# SHORT EXERCISE
Copy the listing below in full, swapping every occurrence of "orange life vest" for "yellow life jacket" and leaving everything else untouched.

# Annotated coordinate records
[start]
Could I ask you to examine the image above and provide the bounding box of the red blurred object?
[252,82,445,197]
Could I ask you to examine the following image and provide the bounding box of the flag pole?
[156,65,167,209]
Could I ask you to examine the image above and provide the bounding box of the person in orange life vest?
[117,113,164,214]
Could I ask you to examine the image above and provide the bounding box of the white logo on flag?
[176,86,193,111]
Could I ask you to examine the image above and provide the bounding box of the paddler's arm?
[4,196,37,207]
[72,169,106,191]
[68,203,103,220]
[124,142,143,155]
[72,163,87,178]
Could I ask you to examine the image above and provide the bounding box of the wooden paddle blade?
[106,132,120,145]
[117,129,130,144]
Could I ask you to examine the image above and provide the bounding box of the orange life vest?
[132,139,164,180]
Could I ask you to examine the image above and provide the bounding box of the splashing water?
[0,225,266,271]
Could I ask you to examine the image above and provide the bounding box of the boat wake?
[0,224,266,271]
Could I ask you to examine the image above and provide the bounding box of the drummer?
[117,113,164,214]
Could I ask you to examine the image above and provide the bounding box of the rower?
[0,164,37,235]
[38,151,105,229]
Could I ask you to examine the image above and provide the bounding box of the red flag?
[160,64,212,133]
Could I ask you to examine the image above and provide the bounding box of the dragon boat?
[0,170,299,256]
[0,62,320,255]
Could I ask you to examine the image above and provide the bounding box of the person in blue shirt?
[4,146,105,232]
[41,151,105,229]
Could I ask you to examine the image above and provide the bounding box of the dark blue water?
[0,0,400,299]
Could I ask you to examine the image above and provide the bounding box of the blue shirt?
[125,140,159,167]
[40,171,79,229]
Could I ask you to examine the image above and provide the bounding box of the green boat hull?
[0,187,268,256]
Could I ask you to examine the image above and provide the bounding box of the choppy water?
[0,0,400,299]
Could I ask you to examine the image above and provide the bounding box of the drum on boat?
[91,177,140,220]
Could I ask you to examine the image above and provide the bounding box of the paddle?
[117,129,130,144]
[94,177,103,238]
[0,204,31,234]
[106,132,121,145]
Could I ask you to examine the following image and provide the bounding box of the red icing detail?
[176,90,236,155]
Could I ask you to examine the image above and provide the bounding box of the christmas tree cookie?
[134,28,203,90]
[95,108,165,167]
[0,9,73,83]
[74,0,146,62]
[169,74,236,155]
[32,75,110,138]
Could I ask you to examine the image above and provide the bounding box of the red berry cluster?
[end]
# WRITTEN RESPONSE
Could I ask you to examine the image above and provide the bounding box of the red blurred object?
[252,82,445,197]
Could I ask you to examine the following image and provide the bounding box of the flag pole?
[156,65,167,209]
Could I ask you to examine the image above and provide the bounding box of the person in yellow life jacket?
[117,113,164,214]
Could I ask you to examine the image above and provide the bounding box of the white logo on flag?
[176,86,193,111]
Could I ask you to examine the image above and provide the bounding box of the paddler's arm?
[4,196,37,207]
[72,169,106,191]
[68,203,103,220]
[124,142,143,155]
[72,163,87,178]
Could I ask you to examine the image above and provide the bounding box of the wooden paddle blade?
[106,132,120,145]
[117,129,130,144]
Could I ask you to examine the image above and provide the bounding box of the yellow life jacket?
[132,139,164,180]
Could I ask you to examine the image above and provide the bounding box of the splashing water?
[0,225,266,271]
Could I ask you to examine the image above and provide the bounding box of the boat wake?
[0,224,266,271]
Could I ask you to examine the image above and provide the bounding box of the drummer?
[117,113,164,214]
Could I ask you to examine the image above and provide the bounding box of the rower?
[0,164,37,235]
[38,151,105,229]
Could I ask you to examine the image above and provide the bounding box of the red flag?
[160,64,212,133]
Could I ask you to examine the image above and provide the bounding box of the dragon boat?
[0,170,299,256]
[0,62,320,255]
Could I ask you to examine the image above and provide the bounding box of the person in blue shirt?
[4,146,105,232]
[41,151,105,229]
Could I ask you to examine the image above and provide the bounding box of the dark blue water?
[0,0,400,299]
Could I ask you to examine the image above and provide the bounding box of the blue shirt?
[125,140,159,167]
[40,171,79,229]
Could I ask you to examine the image above and provide the bounding box of the green boat hull?
[0,187,268,256]
Could I ask you to examine the image above and provide the bounding box of the choppy water?
[0,0,400,299]
Could I ask you to examine the image above and provide the bounding box of the drum on boat?
[91,177,140,220]
Could I ask you to examine the image above and provide the bounding box of the paddle?
[117,129,130,144]
[94,177,103,238]
[0,204,31,234]
[106,132,121,145]
Could I ask you to examine the following image and provide the bounding box of the red icing detail?
[176,90,236,155]
Could I ask you to examine the image above and provide the bounding box of the christmas tree cookie?
[134,28,203,90]
[95,108,165,167]
[0,9,73,83]
[74,0,146,62]
[169,74,236,155]
[32,75,110,138]
Could I ask you to examine the image above and provide the bounding box of the red berry cluster?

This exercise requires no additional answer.